Deine Aufgabe:
Entscheide bei jeder der folgenden Aussagen, ob der Textausschnitt sie stützt, und antworte mit Ja oder Nein sowie dem wörtlichen Beleg aus dem Textausschnitt.
1. Der Autor steht dem Nationalismus überwiegend kritisch gegenüber.
2. Die Zahl der getöteten polnischen Kriegsgefangenen war höher als die der sowjetischen.
3. Der Komplex aus Gaskammern und Krematorien in Birkenau ging im Frühjahr 1943 in Betrieb.

Textausschnitt:
________________________
Gegen Ende seiner Ausführungen äußert der Autor die Überzeugung, dass „the image of the German concentration camps as the worst element of National Socialism is an illusion“ (S. 382), da „by the time the gas chambers and crematoria complex at Birkenau came on line in spring 1943, more than three quarters of the Jews who would be killed in the Holocaust were already dead“ und weil über 90 Prozent aller Menschen, die durch die Sowjetunion und NS-Deutschland in den bloodlands ermordet wurden, bereits tot waren, als die „death factories“ überhaupt erst in Betrieb genommen wurden (S. 383).

Obwohl Snyder sich deklariert dazu bekennt, gegen die „international competition of martyrdom“ und gegen die „romantic justification of mass murder“ (S. 401) anzuschreiben, gibt es in seiner Studie dennoch einige Probleme, die interessanterweise zum Teil gerade diesen Bereichen zuzuordnen sind. So steht der Autor zwar dem Nationalismus überwiegend kritisch gegenüber, benutzt aber dennoch wiederholt unreflektiert Begriffe aus nationalistischen Diskursen wie zum Beispiel jenen der „unabhängigen Ukraine“ (zum Beispiel S. 407). Nur am Rande sei erwähnt, dass die Denkfigur der „Bloodlands“ nicht ohne eine legitimierende Erzählung auskommt: So könnte die Einbettung der 14 Millionen Opfer der bloodlands in die 55 Millionen Opfer des Zweiten Weltkrieges den besonderen Status der bloodlands in Frage stellen. Bei der Beschreibung des Schicksals der polnischen und sowjetischen Kriegsgefangenen entsteht überdies der Eindruck, dass die Vernichtung der polnischen Gefangenen, die unter der Chiffre Katyń als eine zentrale Leidensgröße in die polnische Nationalmythologie eingegangen ist, das weitaus dramatischere Ereignis gewesen wäre, während in Wahrheit die Zahl der getöteten sowjetischen Kriegsgefangenen um mehr als das hundertfache höher war (S. 133-141 und 175-186).
________________________
Datensatzzeilen:
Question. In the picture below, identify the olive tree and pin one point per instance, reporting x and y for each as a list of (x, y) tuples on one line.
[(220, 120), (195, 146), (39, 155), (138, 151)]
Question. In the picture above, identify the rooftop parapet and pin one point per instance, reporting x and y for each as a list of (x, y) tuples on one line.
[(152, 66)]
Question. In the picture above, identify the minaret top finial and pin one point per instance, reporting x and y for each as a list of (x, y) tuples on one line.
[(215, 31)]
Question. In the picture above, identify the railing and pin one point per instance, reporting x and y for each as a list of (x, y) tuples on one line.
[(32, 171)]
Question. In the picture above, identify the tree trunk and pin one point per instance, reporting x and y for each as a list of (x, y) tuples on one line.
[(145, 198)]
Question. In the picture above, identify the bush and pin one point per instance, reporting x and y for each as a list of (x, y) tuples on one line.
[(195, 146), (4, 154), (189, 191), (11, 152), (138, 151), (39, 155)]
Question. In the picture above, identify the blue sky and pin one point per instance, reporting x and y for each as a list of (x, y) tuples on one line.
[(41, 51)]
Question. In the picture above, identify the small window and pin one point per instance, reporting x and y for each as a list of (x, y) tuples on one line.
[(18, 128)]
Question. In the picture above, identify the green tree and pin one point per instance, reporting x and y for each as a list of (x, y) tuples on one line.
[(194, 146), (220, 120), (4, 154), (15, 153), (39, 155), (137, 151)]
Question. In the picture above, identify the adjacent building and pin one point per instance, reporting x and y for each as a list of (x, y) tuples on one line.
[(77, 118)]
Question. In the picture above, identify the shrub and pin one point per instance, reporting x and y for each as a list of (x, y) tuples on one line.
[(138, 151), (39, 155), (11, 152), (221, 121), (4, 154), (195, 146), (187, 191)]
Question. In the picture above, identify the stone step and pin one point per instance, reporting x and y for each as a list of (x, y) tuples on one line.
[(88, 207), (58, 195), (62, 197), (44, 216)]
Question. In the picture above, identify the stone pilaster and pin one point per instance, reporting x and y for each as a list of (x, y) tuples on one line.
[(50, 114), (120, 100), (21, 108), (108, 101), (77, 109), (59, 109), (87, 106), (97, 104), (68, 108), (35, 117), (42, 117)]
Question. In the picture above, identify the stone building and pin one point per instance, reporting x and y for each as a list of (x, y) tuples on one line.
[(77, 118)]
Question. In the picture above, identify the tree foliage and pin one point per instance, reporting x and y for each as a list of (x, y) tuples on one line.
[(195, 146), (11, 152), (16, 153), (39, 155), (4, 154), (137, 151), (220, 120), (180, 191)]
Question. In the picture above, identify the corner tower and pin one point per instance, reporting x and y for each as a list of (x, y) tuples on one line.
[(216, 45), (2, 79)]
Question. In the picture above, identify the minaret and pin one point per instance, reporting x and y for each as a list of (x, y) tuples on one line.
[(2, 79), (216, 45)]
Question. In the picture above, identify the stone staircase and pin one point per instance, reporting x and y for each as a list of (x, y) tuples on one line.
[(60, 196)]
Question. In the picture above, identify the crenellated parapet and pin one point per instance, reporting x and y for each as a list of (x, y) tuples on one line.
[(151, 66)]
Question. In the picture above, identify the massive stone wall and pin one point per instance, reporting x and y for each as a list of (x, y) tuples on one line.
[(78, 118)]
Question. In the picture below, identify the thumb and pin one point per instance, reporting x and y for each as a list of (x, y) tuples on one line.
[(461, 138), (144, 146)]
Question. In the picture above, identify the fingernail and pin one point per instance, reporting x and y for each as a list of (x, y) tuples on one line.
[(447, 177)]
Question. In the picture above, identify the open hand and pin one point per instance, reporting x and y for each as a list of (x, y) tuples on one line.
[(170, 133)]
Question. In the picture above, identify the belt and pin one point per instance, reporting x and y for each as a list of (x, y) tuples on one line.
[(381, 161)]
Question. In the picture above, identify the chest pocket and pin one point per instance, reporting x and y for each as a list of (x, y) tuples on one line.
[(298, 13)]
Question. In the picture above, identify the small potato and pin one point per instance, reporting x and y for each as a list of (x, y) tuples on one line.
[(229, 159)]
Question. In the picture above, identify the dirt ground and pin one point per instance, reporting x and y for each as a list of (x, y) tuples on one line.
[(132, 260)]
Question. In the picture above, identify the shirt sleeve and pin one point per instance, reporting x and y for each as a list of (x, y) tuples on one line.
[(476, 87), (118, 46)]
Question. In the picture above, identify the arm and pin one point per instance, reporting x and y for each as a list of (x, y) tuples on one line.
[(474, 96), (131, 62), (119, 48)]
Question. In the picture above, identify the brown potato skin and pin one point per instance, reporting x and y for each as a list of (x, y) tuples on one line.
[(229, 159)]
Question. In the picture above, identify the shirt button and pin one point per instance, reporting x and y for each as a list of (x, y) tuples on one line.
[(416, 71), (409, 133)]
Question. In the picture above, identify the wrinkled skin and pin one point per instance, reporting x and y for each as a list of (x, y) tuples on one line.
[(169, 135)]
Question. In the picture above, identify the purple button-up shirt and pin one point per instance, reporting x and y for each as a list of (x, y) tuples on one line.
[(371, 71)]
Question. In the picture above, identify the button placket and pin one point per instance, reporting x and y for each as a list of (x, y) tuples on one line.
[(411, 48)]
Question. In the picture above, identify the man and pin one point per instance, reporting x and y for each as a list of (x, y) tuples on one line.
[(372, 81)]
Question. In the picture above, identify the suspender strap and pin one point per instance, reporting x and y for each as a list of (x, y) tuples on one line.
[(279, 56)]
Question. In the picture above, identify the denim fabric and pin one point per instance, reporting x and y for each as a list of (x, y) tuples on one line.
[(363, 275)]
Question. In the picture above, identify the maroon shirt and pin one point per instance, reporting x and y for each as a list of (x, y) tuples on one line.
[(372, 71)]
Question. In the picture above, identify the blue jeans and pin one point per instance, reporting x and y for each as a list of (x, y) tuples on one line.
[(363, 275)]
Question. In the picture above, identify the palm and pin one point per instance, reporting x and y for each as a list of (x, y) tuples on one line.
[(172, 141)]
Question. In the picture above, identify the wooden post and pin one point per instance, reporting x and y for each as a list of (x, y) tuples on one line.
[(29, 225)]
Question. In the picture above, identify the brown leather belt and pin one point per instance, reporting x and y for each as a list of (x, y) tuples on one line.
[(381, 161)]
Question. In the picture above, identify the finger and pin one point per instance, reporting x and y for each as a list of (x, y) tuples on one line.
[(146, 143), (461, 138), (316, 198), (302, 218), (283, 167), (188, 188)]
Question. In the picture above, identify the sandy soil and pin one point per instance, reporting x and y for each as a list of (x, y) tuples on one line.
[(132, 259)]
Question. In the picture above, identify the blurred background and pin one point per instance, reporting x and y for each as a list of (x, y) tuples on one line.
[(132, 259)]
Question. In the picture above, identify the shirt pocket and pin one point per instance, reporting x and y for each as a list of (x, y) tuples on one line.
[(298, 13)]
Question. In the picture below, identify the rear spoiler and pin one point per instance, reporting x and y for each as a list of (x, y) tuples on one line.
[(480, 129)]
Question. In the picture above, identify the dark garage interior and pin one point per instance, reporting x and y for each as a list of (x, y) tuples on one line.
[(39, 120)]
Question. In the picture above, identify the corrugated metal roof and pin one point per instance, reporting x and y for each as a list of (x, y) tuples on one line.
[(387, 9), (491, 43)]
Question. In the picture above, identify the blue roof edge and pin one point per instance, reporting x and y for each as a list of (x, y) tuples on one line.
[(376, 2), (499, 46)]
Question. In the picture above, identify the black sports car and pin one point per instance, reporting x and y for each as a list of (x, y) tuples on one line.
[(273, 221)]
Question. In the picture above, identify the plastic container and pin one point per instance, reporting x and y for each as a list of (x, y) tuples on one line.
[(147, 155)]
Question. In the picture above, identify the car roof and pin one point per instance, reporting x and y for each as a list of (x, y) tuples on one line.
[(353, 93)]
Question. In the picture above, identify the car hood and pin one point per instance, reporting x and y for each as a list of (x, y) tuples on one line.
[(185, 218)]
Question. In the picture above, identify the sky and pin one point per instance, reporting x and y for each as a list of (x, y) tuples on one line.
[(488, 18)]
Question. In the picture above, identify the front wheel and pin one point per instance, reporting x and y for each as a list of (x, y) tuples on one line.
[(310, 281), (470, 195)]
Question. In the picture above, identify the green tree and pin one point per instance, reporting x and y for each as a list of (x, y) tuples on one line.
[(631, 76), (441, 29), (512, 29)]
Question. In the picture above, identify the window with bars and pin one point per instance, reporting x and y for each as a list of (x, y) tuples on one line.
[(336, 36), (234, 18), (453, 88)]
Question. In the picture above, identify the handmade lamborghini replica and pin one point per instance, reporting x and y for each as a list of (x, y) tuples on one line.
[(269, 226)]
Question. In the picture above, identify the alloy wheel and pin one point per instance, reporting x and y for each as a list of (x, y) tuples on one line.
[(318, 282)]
________________________
Antwort zur Aufgabe:
1. Ja: „So steht der Autor zwar dem Nationalismus überwiegend kritisch gegenüber“
2. Nein: „während in Wahrheit die Zahl der getöteten sowjetischen Kriegsgefangenen um mehr als das hundertfache höher war“
3. Ja: „by the time the gas chambers and crematoria complex at Birkenau came on line in spring 1943“